━━ Text shown ━━
DATA SOURCE AMALGAMATION.
To ensure consistency of processing for derived analyses and applications, CLIMOD will work from the most original basic data sources available. Where this consists of images of original data, a link back to the image and source should be retained and such “gold standard” data provenance should be an aspiration for all sources. To minimize transcription errors occurring on conversion to the archive data model, data and metadata should be ingested and archived in perpetuity in the native format of the data supplier with relevant provenance metadata to ensure future usability. CLIMOD should take all relevant data regardless of quality or format. However, certain minimum data standards are likely to be required for inclusion in public-facing holdings—at least sufficient discovery metadata (name, latitude, longitude, and ideally elevation) to enable users to appropriately contextualize the data. Such discovery metadata might become available later so it is important that all data are retained and archived even if not currently useable. This data ingest model permits reprocessing and reconversion of the data and also sets the lowest possible hurdle to data submission. This is a substantial advantage because data will be submitted from a wide variety of organizations and programs. If higher-level products exist (e.g., post quality control or homogenization) these should be stored in parallel. However, preference should be given to data closer to “original,” such that multiple groups of analysts can subsequently consider the challenging issues of quality control, homogenization, and interpolation (e.g., Venema et al. 2012), to create datasets and data products.
━━━
### [To-do list]
a. How would you say this sentence from the CLIMOD passage in Spanish: "CLIMOD should take all relevant data regardless of quality or format."
b. Could you rewrite the entries from their start through the line containing "point(959, 424)" as a numbered list, leaving out any blank lines?
The CLIMOD passage and the entries that follow it are unrelated material.
━━ Recorded information ━━
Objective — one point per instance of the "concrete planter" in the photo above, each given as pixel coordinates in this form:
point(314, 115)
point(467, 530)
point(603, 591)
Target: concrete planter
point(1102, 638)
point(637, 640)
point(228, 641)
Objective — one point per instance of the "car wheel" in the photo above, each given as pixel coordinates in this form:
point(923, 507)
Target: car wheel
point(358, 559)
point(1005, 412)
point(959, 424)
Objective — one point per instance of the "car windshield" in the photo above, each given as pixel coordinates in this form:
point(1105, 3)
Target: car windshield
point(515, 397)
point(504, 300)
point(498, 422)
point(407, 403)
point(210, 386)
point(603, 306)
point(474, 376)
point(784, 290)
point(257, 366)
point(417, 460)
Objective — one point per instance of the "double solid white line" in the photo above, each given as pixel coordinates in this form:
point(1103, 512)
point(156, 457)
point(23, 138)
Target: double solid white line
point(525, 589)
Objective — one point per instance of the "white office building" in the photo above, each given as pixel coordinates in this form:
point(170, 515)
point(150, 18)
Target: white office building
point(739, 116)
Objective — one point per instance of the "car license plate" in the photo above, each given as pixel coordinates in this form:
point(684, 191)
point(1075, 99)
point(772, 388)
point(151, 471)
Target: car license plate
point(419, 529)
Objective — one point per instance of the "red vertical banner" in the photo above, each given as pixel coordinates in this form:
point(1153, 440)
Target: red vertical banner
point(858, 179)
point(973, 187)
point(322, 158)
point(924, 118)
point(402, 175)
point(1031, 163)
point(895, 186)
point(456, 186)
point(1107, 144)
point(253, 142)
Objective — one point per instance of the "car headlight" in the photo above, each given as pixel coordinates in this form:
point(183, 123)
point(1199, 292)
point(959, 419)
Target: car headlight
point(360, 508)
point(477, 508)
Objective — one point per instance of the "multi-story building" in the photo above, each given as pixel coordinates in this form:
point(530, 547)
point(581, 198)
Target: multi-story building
━━━
### [Response list]
a. CLIMOD debería aceptar todos los datos pertinentes, independientemente de su calidad o formato.

b.
1. Objective — one point per instance of the "concrete planter" in the photo above, each given as pixel coordinates in this form:
2. point(314, 115)
3. point(467, 530)
4. point(603, 591)
5. Target: concrete planter
6. point(1102, 638)
7. point(637, 640)
8. point(228, 641)
9. Objective — one point per instance of the "car wheel" in the photo above, each given as pixel coordinates in this form:
10. point(923, 507)
11. Target: car wheel
12. point(358, 559)
13. point(1005, 412)
14. point(959, 424)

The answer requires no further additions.